*WHAT TO DO:* Could you output, character for character, the lines of the records below, starting with the line containing "pinpoint every road." and going on through the line containing "pinpoint every riverbank", both included? Output nothing else.

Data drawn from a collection
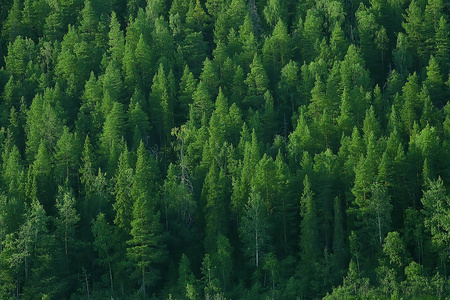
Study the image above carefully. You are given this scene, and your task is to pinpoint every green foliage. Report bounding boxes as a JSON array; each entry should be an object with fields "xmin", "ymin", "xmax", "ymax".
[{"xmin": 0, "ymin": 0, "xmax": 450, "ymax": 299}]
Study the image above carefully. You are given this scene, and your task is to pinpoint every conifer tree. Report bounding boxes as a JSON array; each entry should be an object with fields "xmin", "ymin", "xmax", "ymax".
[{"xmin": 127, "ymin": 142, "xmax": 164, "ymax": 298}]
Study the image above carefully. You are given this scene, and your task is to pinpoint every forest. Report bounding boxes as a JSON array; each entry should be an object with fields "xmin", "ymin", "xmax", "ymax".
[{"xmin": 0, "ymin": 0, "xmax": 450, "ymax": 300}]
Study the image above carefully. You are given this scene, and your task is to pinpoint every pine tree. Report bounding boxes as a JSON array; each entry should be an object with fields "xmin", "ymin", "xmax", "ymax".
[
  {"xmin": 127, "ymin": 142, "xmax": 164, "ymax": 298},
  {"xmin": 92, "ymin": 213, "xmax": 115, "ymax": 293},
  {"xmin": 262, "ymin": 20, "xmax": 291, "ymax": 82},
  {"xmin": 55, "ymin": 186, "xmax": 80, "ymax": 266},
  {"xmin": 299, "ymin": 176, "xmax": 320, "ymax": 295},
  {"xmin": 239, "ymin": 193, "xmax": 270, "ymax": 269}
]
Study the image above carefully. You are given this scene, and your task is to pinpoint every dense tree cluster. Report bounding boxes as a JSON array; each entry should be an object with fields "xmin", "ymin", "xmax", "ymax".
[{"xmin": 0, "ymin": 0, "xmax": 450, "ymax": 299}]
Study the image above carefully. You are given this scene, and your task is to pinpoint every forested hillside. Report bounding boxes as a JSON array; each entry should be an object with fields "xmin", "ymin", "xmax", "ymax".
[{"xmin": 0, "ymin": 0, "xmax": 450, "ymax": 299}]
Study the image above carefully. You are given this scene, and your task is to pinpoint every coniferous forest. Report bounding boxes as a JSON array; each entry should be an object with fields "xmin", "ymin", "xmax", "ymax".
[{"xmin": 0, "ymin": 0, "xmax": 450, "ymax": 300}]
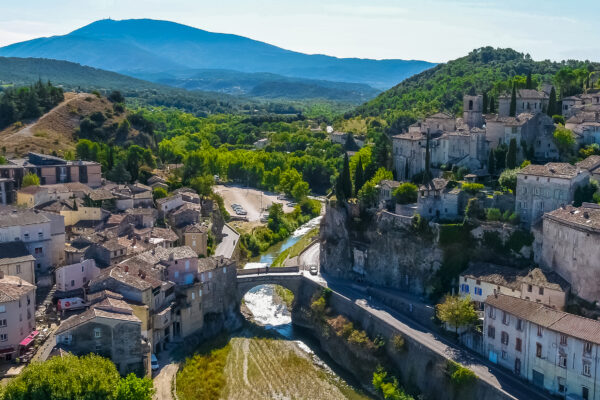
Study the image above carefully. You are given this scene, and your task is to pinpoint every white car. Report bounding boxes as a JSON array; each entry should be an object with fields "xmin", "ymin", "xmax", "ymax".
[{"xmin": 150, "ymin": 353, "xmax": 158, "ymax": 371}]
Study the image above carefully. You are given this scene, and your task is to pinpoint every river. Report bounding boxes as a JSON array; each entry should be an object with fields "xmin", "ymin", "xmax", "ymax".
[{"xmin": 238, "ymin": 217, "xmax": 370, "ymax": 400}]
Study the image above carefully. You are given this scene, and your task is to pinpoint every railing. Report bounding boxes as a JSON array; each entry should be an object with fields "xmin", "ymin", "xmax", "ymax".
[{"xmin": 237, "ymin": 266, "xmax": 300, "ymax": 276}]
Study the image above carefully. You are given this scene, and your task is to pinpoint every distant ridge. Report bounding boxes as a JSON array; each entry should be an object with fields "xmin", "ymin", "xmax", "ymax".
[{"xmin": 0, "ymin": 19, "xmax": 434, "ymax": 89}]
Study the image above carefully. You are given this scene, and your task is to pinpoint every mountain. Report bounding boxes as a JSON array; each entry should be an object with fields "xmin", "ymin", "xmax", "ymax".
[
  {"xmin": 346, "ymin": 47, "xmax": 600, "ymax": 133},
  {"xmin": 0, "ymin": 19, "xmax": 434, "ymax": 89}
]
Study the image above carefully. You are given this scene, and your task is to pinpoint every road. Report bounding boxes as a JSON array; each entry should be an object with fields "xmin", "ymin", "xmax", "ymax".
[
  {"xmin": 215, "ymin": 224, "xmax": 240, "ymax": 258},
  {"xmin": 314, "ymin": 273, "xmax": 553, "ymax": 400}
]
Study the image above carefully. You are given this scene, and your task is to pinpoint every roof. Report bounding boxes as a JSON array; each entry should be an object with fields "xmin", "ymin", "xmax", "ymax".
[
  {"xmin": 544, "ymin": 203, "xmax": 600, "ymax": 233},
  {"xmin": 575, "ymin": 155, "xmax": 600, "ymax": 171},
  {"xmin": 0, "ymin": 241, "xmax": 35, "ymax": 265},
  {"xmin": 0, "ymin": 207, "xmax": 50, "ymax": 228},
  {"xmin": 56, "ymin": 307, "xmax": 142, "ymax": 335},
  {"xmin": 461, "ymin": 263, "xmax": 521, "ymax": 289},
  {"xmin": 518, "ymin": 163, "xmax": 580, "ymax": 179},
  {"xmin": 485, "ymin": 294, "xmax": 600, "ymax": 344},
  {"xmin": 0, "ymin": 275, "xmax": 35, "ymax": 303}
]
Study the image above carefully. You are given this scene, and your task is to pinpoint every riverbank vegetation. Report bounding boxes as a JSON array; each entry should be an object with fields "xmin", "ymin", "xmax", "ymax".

---

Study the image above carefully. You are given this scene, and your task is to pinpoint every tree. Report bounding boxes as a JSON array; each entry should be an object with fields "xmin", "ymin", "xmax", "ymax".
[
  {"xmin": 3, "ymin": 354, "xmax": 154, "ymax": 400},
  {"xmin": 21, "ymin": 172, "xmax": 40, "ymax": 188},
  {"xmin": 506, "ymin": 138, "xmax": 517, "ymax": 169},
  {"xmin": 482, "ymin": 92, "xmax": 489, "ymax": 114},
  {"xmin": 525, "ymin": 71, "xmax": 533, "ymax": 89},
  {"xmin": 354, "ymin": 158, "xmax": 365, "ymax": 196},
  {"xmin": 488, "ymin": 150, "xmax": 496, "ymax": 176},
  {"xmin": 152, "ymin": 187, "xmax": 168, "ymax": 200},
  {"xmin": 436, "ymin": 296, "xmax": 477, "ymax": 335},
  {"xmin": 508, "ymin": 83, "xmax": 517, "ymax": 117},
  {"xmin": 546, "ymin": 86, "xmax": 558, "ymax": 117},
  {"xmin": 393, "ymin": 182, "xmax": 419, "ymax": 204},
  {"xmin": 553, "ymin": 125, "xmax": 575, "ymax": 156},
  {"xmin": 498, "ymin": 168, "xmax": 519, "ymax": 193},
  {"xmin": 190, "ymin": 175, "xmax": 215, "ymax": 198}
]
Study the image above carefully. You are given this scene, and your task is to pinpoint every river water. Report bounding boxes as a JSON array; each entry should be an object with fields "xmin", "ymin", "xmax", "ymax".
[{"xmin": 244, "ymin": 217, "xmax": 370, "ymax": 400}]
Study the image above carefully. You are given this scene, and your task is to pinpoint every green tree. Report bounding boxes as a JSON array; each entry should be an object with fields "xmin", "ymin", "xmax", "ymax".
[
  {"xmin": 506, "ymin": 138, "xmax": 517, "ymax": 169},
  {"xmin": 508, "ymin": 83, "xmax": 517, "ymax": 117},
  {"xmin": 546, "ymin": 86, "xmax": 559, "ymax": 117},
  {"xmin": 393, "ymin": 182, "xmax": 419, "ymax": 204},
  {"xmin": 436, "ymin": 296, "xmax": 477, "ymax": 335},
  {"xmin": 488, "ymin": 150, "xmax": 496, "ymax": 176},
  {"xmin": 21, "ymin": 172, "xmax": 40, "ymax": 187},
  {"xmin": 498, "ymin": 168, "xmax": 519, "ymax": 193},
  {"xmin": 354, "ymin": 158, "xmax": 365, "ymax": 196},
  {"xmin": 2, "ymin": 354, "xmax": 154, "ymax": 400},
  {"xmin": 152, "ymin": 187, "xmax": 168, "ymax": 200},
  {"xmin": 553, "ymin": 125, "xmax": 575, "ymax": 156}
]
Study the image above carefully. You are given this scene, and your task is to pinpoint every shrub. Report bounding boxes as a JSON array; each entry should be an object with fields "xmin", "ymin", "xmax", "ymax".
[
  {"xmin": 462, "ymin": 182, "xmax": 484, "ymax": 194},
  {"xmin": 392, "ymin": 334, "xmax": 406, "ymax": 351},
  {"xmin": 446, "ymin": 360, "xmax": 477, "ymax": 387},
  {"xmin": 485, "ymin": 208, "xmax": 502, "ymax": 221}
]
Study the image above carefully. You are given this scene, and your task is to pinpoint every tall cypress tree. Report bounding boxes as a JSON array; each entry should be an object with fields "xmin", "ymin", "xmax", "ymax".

*RESULT OF THE EXERCISE:*
Study the image above carefully. You are given this scene, and your task is to pinpoint every road. Report bounding boxes as a JSON array; each entry should be an object with fields "xmin", "ymin", "xmax", "ymax".
[
  {"xmin": 215, "ymin": 224, "xmax": 240, "ymax": 258},
  {"xmin": 314, "ymin": 273, "xmax": 553, "ymax": 400}
]
Study the image above carefully. You are given this scene, and your task is to pinpoint every roof. Report bounding boxes as a JSON array; each entry should be an object with fields "xmin", "ymin", "xmax", "ymax".
[
  {"xmin": 544, "ymin": 203, "xmax": 600, "ymax": 233},
  {"xmin": 575, "ymin": 155, "xmax": 600, "ymax": 171},
  {"xmin": 0, "ymin": 241, "xmax": 35, "ymax": 265},
  {"xmin": 0, "ymin": 207, "xmax": 50, "ymax": 228},
  {"xmin": 56, "ymin": 307, "xmax": 142, "ymax": 335},
  {"xmin": 461, "ymin": 263, "xmax": 521, "ymax": 289},
  {"xmin": 518, "ymin": 163, "xmax": 580, "ymax": 179},
  {"xmin": 485, "ymin": 294, "xmax": 600, "ymax": 344},
  {"xmin": 0, "ymin": 275, "xmax": 35, "ymax": 303}
]
Study the image above carefully. You are given this scene, and your task is to pinpoint every riverbank vegetation. Report bounding boxes as a JSON array; each entry should be an object with fields "xmin", "ymin", "xmax", "ymax".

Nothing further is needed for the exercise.